[Opening Passage shown section]

DNA analysis may explain salmon sea deaths

Cutting-edge DNA analysis is being used in an attempt to explain why alarmingly high numbers of salmon are dying at sea.
Marine scientists have adopted the skills used to track criminals for a ground-breaking survey following young fish from rivers into the North Atlantic.
Researchers from Ireland, Norway and the Faroe Islands will take part in three studies over the next year with the main Irish leg of the survey leaving today from Killybegs, Co Donegal.
Its mission is to map the migration and the distribution of salmon stocks at sea using genetic fingerprint technology instead of conventional tags.
Dr Ken Whelan of the Marine Institute said: “An increasing proportion of salmon are dying at sea. In some southern rivers on both sides of the North Atlantic wild salmon face extinction and no one fully understands why.”
The research programme Salmon at Sea (Salsea) involves scientists attempting to follow small juvenile salmon, known as smolts, from southern Europe to the Barents Sea in the far north.

[Closing Passage shown section]

■ Set of tasks:
1) Set down the stretch of the salmon article from "Marine scientists have" through "the far north.", copying it word for word.
2) In the salmon article, from which port does the main Irish leg of the survey leave?

[Opening Information supplied section]

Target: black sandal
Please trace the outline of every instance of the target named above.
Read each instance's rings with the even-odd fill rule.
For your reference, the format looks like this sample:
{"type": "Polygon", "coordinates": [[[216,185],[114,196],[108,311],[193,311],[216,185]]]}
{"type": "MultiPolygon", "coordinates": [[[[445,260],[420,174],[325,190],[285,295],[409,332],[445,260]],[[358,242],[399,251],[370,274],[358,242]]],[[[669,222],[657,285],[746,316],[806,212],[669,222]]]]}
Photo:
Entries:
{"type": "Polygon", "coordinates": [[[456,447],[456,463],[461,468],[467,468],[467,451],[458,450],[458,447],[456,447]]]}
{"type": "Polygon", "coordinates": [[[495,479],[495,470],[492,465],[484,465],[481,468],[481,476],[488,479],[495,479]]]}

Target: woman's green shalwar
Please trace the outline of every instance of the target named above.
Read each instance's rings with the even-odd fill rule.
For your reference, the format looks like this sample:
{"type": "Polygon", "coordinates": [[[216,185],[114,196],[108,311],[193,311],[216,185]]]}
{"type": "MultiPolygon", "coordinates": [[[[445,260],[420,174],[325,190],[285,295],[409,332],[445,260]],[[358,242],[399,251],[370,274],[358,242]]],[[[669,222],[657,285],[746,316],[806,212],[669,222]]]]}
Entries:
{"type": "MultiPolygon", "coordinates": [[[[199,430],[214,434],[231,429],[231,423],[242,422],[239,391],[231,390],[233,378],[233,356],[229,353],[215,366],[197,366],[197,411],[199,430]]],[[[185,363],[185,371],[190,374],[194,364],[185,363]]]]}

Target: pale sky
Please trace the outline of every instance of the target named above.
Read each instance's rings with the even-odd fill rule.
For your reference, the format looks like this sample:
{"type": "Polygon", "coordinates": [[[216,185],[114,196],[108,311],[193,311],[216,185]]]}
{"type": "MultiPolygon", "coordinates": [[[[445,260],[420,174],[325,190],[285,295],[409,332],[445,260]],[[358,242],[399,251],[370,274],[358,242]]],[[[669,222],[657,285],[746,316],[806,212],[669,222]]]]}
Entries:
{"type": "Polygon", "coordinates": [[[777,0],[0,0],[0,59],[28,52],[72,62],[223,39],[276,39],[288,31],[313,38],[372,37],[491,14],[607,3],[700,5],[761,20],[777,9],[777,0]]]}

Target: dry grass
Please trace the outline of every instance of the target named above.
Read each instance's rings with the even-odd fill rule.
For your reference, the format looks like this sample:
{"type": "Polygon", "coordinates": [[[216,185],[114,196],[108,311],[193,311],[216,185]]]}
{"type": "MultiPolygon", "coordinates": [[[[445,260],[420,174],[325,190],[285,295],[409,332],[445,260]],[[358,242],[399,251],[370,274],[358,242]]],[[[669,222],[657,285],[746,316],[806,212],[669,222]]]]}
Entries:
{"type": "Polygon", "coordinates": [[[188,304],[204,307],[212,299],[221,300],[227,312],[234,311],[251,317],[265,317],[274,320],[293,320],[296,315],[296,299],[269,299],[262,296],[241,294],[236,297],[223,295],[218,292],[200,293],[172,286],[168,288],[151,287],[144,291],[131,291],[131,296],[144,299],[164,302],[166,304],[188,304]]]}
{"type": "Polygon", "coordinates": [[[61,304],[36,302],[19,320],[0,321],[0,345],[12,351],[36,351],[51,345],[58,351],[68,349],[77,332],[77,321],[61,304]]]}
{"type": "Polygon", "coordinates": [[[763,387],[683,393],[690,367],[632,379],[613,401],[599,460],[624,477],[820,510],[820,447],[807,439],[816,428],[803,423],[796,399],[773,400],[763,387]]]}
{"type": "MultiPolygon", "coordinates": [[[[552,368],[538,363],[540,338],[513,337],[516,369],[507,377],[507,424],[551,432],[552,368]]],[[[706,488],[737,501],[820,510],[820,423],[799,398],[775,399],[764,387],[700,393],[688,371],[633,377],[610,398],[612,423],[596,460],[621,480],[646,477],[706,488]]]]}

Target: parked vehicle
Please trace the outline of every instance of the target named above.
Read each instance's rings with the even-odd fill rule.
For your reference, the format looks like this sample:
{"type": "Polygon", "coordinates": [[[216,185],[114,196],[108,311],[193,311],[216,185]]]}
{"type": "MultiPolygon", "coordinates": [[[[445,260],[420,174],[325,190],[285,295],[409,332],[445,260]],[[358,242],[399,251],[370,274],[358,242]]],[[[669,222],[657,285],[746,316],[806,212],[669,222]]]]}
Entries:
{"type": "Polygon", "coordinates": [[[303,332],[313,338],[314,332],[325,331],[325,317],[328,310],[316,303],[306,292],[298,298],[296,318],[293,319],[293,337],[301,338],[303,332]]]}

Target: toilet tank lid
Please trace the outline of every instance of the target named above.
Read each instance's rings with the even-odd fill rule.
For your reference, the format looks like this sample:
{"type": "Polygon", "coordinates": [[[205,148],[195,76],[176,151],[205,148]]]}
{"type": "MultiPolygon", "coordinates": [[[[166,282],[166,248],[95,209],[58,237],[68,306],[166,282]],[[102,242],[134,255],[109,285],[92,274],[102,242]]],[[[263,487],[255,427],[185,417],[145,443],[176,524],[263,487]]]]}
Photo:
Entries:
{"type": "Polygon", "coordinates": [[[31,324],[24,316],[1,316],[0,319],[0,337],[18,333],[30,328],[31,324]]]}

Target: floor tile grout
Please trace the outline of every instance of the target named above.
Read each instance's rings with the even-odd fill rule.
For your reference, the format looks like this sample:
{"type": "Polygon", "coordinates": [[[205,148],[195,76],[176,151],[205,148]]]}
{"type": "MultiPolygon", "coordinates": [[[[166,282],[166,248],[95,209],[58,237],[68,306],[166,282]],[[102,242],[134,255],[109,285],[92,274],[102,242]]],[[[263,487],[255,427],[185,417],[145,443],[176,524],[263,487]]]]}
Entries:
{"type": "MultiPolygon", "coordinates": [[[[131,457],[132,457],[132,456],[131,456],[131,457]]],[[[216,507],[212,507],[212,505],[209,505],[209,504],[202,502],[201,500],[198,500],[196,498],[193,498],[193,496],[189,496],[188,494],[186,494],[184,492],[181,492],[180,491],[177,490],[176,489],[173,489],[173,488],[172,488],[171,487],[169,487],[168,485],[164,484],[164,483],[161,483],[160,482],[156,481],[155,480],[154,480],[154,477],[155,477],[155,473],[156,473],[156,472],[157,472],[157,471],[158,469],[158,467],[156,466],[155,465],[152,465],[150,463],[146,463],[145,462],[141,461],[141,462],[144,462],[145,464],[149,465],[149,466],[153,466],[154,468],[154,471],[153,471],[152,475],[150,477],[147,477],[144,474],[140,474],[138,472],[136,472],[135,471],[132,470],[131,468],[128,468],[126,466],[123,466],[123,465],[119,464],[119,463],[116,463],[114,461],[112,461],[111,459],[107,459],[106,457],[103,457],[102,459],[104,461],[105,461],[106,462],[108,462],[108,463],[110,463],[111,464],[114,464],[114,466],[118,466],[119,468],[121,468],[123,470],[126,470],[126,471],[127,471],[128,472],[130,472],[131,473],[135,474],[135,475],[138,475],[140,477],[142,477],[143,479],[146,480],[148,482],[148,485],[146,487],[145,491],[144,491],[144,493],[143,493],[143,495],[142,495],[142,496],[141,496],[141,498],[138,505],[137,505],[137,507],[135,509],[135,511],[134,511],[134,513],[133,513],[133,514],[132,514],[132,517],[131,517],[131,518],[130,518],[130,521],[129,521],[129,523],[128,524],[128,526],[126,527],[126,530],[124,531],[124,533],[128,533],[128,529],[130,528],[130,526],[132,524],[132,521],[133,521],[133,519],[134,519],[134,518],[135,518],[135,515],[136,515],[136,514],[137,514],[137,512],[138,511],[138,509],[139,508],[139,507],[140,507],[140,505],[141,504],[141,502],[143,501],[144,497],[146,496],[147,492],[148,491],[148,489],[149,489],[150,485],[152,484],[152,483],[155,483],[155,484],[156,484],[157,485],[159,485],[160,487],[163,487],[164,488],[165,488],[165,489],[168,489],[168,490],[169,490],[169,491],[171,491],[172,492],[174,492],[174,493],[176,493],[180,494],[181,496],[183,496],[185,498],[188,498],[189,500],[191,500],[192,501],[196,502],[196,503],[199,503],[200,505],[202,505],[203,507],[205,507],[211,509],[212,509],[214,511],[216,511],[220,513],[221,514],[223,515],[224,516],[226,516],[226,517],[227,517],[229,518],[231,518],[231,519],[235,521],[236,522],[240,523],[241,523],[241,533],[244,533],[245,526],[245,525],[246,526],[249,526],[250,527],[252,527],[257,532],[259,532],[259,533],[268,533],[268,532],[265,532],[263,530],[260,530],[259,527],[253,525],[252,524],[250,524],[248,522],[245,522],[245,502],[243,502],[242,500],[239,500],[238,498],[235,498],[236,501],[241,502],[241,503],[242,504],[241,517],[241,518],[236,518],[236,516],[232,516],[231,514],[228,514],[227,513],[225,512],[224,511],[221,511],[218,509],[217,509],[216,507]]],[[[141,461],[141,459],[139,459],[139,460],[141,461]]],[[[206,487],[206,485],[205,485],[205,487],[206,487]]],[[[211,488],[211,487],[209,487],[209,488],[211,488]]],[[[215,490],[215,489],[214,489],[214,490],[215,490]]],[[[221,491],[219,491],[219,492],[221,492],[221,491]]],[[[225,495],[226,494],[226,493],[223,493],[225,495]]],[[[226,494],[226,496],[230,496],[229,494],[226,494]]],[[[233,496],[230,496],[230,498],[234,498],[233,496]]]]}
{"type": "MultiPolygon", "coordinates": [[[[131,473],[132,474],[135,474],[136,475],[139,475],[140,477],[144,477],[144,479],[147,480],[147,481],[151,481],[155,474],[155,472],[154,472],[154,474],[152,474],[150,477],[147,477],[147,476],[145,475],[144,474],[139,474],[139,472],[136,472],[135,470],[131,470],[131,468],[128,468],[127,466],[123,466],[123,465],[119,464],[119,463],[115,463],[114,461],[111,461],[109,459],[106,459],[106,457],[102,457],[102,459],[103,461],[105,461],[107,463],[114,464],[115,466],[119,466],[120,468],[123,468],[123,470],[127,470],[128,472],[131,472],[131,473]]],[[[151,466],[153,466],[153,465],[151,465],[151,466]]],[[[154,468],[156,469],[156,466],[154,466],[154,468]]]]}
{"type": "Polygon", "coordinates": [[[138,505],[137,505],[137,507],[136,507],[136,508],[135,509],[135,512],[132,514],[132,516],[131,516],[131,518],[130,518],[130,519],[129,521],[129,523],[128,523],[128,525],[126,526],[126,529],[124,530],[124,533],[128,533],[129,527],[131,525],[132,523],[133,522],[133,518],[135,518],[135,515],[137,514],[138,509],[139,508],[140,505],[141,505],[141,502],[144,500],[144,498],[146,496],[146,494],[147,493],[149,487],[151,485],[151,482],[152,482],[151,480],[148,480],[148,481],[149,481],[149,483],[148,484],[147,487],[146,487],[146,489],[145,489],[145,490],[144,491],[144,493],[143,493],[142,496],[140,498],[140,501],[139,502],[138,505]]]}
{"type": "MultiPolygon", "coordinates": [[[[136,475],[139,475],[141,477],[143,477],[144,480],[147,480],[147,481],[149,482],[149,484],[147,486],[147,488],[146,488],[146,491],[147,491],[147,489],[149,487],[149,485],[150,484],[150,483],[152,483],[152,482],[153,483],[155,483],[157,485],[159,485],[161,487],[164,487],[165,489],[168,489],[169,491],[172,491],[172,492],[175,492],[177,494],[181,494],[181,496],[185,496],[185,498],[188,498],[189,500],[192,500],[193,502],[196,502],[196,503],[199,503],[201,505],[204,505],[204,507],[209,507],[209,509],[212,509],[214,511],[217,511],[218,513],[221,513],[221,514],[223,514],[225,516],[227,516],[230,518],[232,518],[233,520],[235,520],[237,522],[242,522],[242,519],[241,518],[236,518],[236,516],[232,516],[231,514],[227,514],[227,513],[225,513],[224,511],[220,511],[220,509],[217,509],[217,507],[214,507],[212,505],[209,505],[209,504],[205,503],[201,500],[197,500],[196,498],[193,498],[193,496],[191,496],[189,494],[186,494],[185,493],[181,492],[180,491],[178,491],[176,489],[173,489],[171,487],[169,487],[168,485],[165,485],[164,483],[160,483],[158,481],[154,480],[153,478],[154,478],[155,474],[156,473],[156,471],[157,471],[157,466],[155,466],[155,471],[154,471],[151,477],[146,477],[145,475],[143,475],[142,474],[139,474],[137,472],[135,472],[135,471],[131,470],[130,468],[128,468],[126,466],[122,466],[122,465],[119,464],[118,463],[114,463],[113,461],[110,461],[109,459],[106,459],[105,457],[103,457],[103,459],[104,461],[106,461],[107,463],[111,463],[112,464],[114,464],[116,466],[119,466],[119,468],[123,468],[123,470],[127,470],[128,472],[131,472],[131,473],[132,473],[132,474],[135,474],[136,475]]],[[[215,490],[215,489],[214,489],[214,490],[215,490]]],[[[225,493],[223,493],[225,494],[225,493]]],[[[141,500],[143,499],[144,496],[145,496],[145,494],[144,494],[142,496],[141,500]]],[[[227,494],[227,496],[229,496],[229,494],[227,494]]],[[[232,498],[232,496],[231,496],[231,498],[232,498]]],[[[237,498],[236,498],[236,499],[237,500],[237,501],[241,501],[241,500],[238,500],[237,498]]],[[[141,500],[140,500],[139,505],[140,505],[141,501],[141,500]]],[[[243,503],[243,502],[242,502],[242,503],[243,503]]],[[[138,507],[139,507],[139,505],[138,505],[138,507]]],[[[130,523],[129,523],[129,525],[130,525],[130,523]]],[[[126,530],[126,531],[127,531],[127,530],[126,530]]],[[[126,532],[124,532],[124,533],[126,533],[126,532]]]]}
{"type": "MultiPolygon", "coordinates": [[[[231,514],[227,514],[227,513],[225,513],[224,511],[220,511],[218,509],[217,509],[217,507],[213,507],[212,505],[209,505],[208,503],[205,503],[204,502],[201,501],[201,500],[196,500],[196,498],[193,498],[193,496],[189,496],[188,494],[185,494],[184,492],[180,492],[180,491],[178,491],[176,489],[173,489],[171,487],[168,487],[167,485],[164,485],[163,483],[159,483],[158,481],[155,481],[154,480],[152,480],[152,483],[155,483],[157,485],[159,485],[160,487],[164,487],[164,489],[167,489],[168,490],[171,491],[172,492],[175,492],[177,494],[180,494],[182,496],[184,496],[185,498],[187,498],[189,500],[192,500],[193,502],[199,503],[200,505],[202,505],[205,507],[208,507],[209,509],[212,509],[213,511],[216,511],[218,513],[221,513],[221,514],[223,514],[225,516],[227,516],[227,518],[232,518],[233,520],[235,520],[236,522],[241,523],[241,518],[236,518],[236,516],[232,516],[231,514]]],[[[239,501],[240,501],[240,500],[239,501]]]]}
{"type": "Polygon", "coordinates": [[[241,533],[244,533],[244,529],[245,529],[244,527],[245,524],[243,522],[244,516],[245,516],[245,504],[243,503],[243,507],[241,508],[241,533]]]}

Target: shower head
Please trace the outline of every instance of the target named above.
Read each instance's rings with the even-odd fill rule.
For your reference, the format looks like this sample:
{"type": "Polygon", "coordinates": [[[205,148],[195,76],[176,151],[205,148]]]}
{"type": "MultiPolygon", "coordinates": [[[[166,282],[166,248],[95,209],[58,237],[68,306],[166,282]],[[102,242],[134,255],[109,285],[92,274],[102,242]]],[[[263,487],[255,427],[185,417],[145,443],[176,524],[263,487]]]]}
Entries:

[Closing Information supplied section]

■ Answers in order:
1)
Marine scientists have adopted the skills used to track criminals for a ground-breaking survey following young fish from rivers into the North Atlantic.
Researchers from Ireland, Norway and the Faroe Islands will take part in three studies over the next year with the main Irish leg of the survey leaving today from Killybegs, Co Donegal.
Its mission is to map the migration and the distribution of salmon stocks at sea using genetic fingerprint technology instead of conventional tags.
Dr Ken Whelan of the Marine Institute said: “An increasing proportion of salmon are dying at sea. In some southern rivers on both sides of the North Atlantic wild salmon face extinction and no one fully understands why.”
The research programme Salmon at Sea (Salsea) involves scientists attempting to follow small juvenile salmon, known as smolts, from southern Europe to the Barents Sea in the far north.

2) Killybegs, Co Donegal